-------- Exercise input --------

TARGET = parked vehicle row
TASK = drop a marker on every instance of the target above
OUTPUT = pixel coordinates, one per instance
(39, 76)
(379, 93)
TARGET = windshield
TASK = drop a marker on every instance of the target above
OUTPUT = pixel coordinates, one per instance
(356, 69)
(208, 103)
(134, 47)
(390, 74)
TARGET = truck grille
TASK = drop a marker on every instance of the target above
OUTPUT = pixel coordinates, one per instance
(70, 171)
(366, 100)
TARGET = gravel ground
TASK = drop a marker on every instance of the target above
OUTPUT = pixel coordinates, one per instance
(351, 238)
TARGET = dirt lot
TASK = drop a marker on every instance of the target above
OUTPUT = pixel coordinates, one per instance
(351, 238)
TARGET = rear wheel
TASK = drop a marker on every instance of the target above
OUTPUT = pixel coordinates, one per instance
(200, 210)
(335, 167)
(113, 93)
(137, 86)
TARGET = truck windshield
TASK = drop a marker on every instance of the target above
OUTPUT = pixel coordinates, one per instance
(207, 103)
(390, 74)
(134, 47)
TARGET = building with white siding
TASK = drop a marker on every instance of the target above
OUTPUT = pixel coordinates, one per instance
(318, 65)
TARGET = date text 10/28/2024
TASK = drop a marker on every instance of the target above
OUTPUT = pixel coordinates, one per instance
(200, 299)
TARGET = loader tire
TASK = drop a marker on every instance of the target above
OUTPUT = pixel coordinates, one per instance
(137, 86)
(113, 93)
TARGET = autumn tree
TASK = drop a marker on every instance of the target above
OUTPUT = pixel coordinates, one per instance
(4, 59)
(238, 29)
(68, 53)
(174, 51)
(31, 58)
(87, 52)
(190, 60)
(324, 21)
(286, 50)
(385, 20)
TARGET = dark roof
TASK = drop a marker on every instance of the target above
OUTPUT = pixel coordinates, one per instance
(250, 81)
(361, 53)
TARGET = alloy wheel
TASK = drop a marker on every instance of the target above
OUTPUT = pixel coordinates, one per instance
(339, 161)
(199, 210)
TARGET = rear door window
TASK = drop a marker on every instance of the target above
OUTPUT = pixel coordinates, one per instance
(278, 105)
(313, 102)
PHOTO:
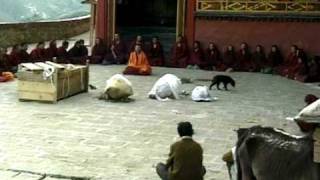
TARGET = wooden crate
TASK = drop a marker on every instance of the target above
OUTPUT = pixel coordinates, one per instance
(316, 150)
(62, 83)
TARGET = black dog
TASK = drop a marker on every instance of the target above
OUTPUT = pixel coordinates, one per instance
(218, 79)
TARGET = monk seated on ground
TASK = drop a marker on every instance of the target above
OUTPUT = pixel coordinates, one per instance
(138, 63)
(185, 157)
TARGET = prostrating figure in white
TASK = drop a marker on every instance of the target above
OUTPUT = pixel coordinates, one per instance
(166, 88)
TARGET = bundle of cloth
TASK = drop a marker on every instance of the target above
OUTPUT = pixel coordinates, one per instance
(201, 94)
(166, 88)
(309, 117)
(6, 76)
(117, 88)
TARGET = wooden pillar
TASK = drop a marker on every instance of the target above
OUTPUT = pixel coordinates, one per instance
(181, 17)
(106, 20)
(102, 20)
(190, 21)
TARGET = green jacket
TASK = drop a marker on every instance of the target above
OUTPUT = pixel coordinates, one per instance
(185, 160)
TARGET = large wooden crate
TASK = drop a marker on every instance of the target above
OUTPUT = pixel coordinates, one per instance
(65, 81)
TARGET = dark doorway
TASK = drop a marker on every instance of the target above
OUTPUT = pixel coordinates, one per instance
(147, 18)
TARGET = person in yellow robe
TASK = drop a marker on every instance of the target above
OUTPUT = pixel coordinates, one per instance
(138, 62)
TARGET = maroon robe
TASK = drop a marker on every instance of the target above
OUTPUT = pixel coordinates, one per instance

--------

§ **Required task**
Recast every line of the material above as a numbered list, omitting blank lines. Leave the images out of your output.

§ **Complete output**
1. TARGET = parked vehicle row
2. TASK = drop a marker on every instance of the target above
3. OUTPUT = pixel coordinates, one per instance
4. (39, 76)
5. (379, 93)
6. TARGET = windshield
7. TASK = drop a marker on every instance of the target above
8. OUTPUT = pixel coordinates, one per instance
9. (356, 69)
10. (208, 103)
11. (134, 47)
12. (390, 74)
13. TARGET = truck grille
14. TASK = drop a marker on every instance of the target above
15. OUTPUT = pixel coordinates, one per instance
16. (70, 171)
17. (366, 100)
18. TARGET = gravel ground
19. TASK = drop a marker on every instance of the target above
20. OUTPUT = pixel coordinates, one per instance
21. (351, 238)
22. TARGET = dirt lot
23. TASK = drop a marker on every instance of the target above
24. OUTPUT = pixel coordinates, one per instance
25. (351, 238)
26. TARGET = rear wheel
27. TASK = drop a marker on every instance of the target above
28. OUTPUT = pixel coordinates, one per instance
29. (200, 210)
30. (335, 167)
31. (113, 93)
32. (137, 86)
33. TARGET = truck windshield
34. TASK = drop a marker on every instance of the target above
35. OUTPUT = pixel coordinates, one per instance
36. (207, 103)
37. (390, 74)
38. (134, 47)
39. TARGET = building with white siding
40. TASK = drop a marker on every instance of the target above
41. OUTPUT = pixel coordinates, one per instance
42. (318, 65)
43. TARGET = date text 10/28/2024
44. TASK = drop a marker on every instance of the target above
45. OUTPUT = pixel coordinates, one per instance
46. (200, 299)
47. TARGET = loader tire
48. TASK = drop a marker on every instance of the target above
49. OUTPUT = pixel coordinates, one per instance
50. (137, 86)
51. (113, 93)
52. TARGET = autumn tree
53. TASK = drop a marker on every instance of the target above
54. OUTPUT = pixel coordinates, one per instance
55. (4, 59)
56. (238, 29)
57. (68, 53)
58. (174, 51)
59. (31, 58)
60. (87, 52)
61. (190, 60)
62. (324, 21)
63. (286, 50)
64. (385, 20)
65. TARGET = dark roof
66. TASK = drop a marker on every instance of the target above
67. OUTPUT = pixel coordinates, one per instance
68. (250, 81)
69. (361, 53)
70. TARGET = alloy wheel
71. TASK = drop a marker on every instance of the target above
72. OUTPUT = pixel coordinates, one per instance
73. (339, 161)
74. (199, 210)
75. TARGET = rear door window
76. TASK = drop a marker on every instance of the target above
77. OUTPUT = pixel coordinates, one per instance
78. (278, 105)
79. (313, 102)
80. PHOTO:
81. TARGET = wooden crate
82. TASK = drop a marker on every instance of the target above
83. OUTPUT = pixel coordinates, one per instance
84. (316, 150)
85. (62, 83)
86. TARGET = black dog
87. TASK = drop a marker on every instance of the target above
88. OUTPUT = pixel coordinates, one per instance
89. (218, 79)
90. TARGET = monk seated on ground
91. TASK = drop a marker on every instance of the target above
92. OUTPUT = pixel coordinates, one per instance
93. (138, 63)
94. (185, 157)
95. TARGET = prostrating figure in white
96. TASK = drop a marker on every instance of the target above
97. OUTPUT = pixel coordinates, one per instance
98. (166, 88)
99. TARGET = bundle of cloth
100. TASK = drop a marker on every instance of the target above
101. OUTPUT = pixel coordinates, one per instance
102. (201, 94)
103. (166, 88)
104. (309, 117)
105. (6, 76)
106. (117, 88)
107. TARGET = wooden pillar
108. TASK = drop a marker on every instance of the target above
109. OUTPUT = pixel coordinates, one per instance
110. (181, 17)
111. (106, 20)
112. (102, 20)
113. (190, 21)
114. TARGET = green jacket
115. TASK = drop a marker on every instance of the target above
116. OUTPUT = pixel coordinates, one per instance
117. (185, 160)
118. TARGET = large wooden crate
119. TASK = drop a marker on every instance of the target above
120. OUTPUT = pixel coordinates, one per instance
121. (65, 81)
122. TARGET = dark doorway
123. TASK = drop a marker on every instance of the target above
124. OUTPUT = pixel coordinates, one per instance
125. (147, 18)
126. TARGET = person in yellow robe
127. TASK = drop a marker on every instance of the target above
128. OUTPUT = pixel coordinates, one per instance
129. (138, 62)
130. TARGET = maroon robe
131. TASK = drop a marker on every instance of the target above
132. OUTPUT = pixel coordinates, one per instance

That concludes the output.